WHAT TO DO
Pick out each line of the records that includes the string "below", and copy it.

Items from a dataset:
════════
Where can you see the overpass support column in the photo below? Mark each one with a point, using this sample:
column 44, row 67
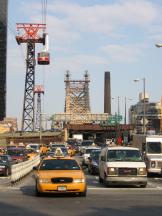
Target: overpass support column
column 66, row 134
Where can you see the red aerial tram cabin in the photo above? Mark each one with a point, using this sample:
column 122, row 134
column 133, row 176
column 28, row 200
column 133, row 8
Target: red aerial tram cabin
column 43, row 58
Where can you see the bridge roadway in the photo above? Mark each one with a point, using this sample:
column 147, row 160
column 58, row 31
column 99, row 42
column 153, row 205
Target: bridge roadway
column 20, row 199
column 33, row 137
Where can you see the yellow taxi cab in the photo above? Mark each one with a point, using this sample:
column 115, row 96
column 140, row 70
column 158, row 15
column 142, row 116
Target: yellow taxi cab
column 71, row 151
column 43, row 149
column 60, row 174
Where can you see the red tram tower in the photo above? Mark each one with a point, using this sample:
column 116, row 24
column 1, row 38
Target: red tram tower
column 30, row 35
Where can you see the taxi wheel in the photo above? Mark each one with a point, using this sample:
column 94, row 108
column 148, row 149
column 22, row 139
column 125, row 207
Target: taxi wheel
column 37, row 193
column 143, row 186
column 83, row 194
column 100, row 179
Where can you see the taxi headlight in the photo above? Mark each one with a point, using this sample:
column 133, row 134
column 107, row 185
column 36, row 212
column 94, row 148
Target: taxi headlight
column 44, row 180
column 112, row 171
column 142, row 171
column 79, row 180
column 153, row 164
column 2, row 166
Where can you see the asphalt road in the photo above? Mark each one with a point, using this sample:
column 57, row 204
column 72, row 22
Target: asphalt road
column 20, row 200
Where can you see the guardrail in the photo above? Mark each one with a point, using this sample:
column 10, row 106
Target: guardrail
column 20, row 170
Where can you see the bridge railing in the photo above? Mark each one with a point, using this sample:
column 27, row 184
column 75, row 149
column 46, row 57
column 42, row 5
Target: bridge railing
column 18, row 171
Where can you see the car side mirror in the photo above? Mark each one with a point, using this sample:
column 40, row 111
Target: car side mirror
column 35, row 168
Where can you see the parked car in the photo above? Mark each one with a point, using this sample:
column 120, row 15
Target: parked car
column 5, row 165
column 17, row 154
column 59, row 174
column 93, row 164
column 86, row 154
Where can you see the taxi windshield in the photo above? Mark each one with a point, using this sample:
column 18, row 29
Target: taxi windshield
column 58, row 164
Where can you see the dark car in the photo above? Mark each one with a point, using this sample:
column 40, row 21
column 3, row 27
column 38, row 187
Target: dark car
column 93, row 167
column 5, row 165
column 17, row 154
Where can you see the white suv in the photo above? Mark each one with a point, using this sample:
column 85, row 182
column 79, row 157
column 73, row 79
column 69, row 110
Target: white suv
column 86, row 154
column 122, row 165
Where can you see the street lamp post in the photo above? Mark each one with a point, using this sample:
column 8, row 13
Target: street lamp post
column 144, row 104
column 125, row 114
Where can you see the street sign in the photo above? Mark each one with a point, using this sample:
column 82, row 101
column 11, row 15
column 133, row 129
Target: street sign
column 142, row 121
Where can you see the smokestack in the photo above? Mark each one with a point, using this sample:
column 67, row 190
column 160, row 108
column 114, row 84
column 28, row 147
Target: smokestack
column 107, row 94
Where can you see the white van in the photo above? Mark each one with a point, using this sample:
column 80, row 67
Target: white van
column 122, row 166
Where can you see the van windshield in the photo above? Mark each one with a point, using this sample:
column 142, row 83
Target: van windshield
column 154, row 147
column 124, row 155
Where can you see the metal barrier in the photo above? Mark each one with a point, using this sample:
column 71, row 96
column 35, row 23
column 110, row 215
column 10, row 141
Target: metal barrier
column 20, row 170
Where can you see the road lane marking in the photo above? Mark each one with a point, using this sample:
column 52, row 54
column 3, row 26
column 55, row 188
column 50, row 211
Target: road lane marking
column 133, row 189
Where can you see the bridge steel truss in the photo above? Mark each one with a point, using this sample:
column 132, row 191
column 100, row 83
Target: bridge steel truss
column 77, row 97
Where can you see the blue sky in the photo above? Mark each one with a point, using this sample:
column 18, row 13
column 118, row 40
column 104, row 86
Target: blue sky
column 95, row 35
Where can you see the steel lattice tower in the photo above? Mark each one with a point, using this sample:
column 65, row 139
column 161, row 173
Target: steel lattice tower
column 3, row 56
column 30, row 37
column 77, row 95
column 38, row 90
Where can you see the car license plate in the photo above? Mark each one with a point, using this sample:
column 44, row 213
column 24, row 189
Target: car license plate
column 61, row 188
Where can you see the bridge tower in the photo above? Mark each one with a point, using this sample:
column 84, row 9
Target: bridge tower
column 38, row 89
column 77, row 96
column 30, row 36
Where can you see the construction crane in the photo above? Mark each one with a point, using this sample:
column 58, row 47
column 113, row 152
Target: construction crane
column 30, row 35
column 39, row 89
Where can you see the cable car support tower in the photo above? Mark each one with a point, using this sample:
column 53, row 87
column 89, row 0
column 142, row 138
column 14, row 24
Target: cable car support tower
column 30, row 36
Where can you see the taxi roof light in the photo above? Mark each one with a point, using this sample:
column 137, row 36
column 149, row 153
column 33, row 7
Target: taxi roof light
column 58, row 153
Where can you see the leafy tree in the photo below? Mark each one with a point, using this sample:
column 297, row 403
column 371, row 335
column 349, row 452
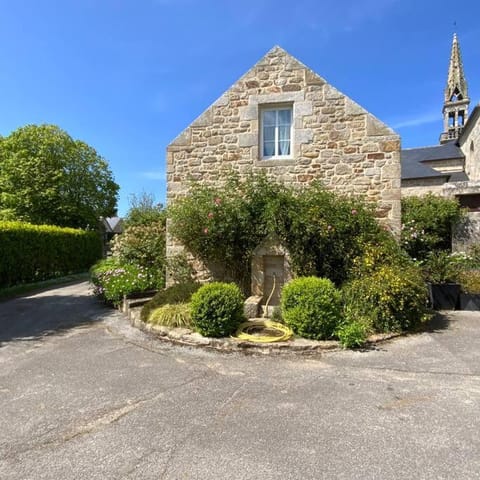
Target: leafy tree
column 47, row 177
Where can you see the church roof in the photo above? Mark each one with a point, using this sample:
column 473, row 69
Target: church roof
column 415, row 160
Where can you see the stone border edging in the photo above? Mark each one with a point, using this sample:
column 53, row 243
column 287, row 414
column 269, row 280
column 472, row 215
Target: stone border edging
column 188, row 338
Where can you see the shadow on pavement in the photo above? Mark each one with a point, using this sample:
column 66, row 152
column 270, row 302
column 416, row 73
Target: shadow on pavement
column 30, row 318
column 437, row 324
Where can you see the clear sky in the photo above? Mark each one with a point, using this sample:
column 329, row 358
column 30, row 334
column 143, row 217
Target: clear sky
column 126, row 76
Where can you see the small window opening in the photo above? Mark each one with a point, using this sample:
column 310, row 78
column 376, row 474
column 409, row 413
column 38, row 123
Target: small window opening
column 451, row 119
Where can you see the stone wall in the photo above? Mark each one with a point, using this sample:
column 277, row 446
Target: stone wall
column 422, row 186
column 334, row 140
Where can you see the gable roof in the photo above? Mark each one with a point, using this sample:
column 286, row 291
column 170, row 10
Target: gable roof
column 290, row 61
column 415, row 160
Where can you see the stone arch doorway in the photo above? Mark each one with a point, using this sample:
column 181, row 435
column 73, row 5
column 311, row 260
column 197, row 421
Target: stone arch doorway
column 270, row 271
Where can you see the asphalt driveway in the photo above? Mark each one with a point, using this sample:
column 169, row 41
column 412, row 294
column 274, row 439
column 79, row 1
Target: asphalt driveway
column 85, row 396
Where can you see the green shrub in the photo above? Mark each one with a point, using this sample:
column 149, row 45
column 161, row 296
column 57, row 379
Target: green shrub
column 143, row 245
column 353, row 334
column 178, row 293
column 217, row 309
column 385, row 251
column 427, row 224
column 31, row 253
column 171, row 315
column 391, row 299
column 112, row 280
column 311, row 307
════════
EXPECTED ANSWER
Where can you see the overpass support column in the photo below? Mark each one with a point, using this sample:
Where can you see the leafy tree in the photo below? Mark each one with a point, using this sample:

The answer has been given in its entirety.